▶ [TEXT FOR ANALYSIS]:
__________________________________________________

Jun 27 2021 05:45 PM - edited Jun 27 2021 05:48 PM
Hello,
I am attempting to insert a figure into my document, but in order to do so I require one of the pages to become landscape. In word this can only be accomplished using a page break. This is an issue because I want that same figure to collapse under a heading in the previous 'section' before the page break. Is there any way to do this?
Thanks
Jun 28 2021 06:26 AM
Hello @rsirjani ,
figures (captions) are automated fields that don't care for section breaks.
Their field "shows" the nearest heading style so a section break cannot break that.
Can you post a picture of where it doesn't work, and perhaps what's in the figure's field?
Jun 29 2021 12:01 AM - edited Jun 29 2021 12:05 AM
Hi @rsirjani ,
right, so I see we are meaning two different things.
Do I understand that what you want to do is the chapter heading to be on the same page with the figure? If yes, where is the section break?
Edit: It is useful to have the nonprinting characters switched on (ctrl+shift+8 on the keyboard, not the num pad).

__________________________________________________

▶ [EXTRACTED MATERIAL]:
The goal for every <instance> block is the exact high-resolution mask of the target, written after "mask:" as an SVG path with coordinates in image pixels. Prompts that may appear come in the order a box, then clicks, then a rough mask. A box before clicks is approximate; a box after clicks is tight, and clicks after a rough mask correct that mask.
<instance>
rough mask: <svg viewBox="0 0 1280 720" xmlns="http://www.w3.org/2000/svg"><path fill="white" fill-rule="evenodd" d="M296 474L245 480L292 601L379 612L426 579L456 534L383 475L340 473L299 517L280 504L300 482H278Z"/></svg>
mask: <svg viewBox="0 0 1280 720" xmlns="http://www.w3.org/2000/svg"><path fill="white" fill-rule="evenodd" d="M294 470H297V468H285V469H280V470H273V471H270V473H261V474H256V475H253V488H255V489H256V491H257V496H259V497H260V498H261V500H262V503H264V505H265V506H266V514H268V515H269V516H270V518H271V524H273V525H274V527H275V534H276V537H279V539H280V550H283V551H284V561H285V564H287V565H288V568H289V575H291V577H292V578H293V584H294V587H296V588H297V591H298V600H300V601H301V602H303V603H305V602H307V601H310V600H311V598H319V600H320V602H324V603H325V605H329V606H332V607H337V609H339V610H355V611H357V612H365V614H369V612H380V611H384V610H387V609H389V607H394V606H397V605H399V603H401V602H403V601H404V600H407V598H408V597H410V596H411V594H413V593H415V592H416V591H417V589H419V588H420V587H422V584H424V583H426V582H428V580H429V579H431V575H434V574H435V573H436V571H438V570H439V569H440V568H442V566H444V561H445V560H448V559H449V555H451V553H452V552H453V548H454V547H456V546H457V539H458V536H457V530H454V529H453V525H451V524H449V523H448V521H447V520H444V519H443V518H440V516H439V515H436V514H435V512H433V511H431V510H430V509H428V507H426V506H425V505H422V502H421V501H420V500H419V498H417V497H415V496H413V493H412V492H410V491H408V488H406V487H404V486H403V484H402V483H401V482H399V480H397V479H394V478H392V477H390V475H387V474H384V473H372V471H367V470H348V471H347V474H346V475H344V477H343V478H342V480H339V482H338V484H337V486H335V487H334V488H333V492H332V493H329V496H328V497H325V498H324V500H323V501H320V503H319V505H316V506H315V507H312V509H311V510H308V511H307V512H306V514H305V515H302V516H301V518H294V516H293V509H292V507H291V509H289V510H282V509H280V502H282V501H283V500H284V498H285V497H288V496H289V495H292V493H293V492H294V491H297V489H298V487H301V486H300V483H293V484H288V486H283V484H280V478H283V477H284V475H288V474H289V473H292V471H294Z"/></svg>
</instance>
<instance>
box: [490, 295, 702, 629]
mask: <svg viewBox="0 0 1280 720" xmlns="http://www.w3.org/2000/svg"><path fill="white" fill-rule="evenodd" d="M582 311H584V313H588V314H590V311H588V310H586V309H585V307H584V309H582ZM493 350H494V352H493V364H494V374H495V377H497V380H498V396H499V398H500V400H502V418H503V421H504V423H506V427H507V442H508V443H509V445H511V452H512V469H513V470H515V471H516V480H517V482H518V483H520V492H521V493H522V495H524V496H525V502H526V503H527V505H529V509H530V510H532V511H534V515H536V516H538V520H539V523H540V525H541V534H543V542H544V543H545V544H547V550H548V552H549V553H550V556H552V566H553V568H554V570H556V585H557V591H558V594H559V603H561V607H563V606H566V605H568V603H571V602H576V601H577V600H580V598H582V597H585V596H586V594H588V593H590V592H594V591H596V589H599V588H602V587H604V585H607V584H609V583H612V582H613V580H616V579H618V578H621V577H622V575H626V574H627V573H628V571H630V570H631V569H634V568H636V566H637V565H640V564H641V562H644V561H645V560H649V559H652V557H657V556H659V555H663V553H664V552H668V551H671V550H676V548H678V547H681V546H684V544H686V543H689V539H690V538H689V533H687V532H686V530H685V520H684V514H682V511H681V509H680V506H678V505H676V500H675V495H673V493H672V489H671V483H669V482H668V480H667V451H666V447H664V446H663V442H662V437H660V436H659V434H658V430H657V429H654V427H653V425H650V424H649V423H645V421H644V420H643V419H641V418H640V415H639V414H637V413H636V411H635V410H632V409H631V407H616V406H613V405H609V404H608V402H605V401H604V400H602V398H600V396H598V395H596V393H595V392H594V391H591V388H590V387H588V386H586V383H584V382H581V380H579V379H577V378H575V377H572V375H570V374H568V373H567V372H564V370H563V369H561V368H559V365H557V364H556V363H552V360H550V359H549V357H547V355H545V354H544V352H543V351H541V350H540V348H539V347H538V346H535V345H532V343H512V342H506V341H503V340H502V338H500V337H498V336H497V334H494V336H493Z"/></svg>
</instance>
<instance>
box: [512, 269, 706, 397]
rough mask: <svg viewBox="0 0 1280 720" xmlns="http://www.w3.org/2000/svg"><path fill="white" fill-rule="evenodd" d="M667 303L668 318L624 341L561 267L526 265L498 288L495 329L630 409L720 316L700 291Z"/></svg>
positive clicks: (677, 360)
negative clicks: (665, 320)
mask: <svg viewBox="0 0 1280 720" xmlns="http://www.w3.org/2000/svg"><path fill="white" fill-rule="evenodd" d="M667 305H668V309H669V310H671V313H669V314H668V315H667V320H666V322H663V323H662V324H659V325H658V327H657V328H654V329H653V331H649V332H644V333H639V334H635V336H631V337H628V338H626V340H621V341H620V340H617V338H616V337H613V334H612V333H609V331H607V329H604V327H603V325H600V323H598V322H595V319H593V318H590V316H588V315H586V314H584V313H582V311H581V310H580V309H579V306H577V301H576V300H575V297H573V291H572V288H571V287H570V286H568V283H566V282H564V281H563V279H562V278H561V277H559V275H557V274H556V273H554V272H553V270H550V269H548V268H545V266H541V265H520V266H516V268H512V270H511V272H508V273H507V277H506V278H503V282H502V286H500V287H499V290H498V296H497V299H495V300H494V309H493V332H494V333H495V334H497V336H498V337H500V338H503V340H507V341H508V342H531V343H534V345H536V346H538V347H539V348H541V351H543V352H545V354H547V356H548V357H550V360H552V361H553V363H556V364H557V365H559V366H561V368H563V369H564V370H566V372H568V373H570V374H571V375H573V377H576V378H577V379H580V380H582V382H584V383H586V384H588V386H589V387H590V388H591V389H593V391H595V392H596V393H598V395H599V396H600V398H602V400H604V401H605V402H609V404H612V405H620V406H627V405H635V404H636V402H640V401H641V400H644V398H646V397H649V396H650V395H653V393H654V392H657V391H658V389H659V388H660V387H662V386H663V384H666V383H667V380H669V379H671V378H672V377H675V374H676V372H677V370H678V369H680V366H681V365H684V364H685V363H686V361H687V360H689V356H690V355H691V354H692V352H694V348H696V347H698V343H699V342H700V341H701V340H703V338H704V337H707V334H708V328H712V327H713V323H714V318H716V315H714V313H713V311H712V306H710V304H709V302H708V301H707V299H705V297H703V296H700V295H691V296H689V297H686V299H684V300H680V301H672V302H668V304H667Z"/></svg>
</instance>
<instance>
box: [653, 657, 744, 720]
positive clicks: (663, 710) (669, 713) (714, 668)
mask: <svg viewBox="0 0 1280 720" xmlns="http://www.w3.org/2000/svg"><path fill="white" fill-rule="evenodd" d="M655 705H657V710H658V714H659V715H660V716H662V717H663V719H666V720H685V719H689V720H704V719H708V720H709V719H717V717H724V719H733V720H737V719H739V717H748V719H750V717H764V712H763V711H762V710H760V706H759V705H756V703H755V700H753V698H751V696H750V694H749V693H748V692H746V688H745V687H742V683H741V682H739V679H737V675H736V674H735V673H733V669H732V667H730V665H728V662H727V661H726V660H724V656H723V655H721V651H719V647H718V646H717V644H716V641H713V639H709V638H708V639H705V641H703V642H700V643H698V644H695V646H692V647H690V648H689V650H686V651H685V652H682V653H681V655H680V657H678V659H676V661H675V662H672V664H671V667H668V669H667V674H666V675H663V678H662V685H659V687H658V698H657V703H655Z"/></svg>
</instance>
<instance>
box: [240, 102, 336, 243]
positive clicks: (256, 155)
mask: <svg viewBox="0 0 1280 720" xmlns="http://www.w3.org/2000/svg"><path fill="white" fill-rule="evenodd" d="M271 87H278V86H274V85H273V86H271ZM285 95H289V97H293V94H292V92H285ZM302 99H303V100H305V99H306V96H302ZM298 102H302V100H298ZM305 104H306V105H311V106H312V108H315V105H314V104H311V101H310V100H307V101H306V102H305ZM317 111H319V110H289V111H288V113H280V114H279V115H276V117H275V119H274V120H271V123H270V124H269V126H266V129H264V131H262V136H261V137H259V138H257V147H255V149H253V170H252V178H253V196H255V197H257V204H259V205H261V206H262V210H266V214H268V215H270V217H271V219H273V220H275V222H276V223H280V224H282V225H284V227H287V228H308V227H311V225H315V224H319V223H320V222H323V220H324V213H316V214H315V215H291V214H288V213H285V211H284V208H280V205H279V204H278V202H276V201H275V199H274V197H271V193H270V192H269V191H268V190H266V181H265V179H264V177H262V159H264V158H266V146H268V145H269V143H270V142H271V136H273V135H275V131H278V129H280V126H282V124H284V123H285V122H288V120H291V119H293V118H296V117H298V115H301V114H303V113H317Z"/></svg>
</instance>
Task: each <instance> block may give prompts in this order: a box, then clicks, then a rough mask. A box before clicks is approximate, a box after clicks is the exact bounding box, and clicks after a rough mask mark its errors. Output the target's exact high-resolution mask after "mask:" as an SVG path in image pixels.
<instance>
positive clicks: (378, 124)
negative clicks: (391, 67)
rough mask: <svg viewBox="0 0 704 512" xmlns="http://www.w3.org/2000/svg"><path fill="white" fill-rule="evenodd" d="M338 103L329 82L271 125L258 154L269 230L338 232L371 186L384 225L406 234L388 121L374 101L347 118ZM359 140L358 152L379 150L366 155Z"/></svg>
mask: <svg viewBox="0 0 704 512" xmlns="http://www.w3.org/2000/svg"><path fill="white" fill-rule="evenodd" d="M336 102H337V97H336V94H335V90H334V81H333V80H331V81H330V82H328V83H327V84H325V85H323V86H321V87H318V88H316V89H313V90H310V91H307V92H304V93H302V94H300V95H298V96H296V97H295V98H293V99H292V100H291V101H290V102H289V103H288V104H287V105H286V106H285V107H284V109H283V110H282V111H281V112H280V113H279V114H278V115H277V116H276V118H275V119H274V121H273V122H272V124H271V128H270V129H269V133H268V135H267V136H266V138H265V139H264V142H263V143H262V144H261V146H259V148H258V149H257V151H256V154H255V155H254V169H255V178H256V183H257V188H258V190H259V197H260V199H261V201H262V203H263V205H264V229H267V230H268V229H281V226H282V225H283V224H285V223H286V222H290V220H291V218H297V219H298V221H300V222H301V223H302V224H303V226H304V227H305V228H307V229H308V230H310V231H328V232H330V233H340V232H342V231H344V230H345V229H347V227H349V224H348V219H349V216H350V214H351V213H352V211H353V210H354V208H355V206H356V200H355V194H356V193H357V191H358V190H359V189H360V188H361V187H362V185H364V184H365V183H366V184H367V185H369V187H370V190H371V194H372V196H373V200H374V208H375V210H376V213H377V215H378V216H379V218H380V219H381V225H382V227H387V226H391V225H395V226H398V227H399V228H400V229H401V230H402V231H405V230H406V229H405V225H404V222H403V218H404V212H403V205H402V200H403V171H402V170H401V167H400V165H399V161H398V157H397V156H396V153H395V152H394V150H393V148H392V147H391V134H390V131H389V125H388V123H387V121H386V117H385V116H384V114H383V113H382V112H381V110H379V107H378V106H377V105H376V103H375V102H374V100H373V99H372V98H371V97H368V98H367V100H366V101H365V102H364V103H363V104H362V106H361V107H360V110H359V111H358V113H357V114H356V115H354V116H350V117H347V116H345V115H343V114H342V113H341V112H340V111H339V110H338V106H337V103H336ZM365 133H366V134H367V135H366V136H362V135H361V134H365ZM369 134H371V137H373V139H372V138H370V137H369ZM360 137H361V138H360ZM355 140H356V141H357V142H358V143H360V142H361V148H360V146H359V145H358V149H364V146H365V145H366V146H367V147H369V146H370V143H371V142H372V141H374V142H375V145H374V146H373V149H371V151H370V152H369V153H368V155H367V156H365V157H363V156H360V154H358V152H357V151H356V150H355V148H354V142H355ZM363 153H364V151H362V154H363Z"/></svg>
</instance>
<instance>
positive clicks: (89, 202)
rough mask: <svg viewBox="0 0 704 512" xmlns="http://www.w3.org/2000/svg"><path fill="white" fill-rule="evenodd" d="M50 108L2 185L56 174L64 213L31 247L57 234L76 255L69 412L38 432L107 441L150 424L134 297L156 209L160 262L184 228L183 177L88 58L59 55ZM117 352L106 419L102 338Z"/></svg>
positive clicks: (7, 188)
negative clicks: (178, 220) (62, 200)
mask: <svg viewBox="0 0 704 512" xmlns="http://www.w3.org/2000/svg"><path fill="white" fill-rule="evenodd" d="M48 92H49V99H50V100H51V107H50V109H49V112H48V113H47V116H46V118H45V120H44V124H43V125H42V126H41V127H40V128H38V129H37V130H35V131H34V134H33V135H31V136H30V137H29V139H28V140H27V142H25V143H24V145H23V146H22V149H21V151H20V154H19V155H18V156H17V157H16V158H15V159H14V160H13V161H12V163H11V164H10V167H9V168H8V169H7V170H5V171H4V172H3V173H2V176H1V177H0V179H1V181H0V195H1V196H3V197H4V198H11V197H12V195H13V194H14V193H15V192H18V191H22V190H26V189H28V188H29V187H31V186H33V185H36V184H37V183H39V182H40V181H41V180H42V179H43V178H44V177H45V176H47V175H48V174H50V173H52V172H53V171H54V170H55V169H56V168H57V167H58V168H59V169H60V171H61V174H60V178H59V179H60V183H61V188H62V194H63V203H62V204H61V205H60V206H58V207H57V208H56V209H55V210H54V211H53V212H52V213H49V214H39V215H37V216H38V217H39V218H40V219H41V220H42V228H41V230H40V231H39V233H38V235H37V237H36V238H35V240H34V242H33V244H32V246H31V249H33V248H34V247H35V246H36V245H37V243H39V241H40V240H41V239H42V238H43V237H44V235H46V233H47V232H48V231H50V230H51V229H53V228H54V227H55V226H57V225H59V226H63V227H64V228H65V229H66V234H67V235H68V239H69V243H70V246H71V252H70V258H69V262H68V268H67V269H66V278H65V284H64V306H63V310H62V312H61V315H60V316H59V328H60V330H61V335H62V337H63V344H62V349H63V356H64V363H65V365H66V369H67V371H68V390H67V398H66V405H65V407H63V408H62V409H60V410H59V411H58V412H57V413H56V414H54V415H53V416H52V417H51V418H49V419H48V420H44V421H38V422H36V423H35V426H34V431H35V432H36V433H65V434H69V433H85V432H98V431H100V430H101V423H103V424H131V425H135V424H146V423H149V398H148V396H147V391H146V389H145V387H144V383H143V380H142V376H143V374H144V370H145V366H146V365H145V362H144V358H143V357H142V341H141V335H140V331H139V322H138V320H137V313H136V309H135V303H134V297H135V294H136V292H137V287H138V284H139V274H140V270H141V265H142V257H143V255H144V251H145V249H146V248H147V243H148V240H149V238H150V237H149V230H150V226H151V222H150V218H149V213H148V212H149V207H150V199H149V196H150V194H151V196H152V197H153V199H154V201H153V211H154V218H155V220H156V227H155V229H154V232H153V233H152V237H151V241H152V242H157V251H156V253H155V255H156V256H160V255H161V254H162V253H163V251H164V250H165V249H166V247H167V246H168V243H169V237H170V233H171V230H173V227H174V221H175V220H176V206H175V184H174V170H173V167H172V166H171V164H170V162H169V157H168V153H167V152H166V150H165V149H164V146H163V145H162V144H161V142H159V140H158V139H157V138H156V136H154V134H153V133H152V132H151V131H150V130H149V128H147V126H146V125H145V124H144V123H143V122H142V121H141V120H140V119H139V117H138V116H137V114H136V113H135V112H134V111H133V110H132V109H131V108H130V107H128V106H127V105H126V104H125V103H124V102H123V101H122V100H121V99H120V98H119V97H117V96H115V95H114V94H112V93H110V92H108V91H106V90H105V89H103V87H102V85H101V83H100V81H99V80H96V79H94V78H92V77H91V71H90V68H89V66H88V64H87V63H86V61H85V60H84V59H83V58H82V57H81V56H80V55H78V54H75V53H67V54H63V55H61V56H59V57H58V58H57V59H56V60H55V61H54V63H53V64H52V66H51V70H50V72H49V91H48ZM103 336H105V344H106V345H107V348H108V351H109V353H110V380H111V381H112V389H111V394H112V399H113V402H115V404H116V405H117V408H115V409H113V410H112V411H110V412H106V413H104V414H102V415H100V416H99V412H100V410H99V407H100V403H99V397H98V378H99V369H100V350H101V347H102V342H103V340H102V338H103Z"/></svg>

__________________________________________________

▶ [EXERCISES TO COMPLETE]:
1. In the forum thread, what keyboard shortcut turns on nonprinting characters?
2. Reproduce the forum thread word for word, beginning at the words "Jun 29 2021 12:01" and stopping after "the num pad).".
The material comes from a different source than the forum thread.

▶ [ANSWERS FOR THIS EXERCISE]:
1. Ctrl+Shift+8 on the keyboard, not the num pad.

2.
Jun 29 2021 12:01 AM - edited Jun 29 2021 12:05 AM
Hi @rsirjani ,
right, so I see we are meaning two different things.
Do I understand that what you want to do is the chapter heading to be on the same page with the figure? If yes, where is the section break?
Edit: It is useful to have the nonprinting characters switched on (ctrl+shift+8 on the keyboard, not the num pad).